*Exercise requirements*
Word for word, return the lines from the start of the entries below through the line that has "521 274 L 429".
::::
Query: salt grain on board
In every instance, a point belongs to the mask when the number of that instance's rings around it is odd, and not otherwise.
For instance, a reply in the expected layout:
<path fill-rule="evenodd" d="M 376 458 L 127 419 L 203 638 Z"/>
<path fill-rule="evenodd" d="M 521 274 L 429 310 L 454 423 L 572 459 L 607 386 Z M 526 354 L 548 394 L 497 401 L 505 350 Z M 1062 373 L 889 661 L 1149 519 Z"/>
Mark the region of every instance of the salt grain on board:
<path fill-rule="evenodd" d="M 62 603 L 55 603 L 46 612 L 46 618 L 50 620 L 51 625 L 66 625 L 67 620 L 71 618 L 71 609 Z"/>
::::
*Task result*
Query: salt grain on board
In every instance, a point belongs to the mask when the number of that instance's rings around it is odd, and not otherwise.
For instance, a reply in the expected layout:
<path fill-rule="evenodd" d="M 376 458 L 127 419 L 203 638 Z"/>
<path fill-rule="evenodd" d="M 521 274 L 429 310 L 454 423 L 572 459 L 607 386 Z M 526 354 L 548 394 L 497 401 L 505 350 Z M 1062 373 L 889 661 L 1149 519 Z"/>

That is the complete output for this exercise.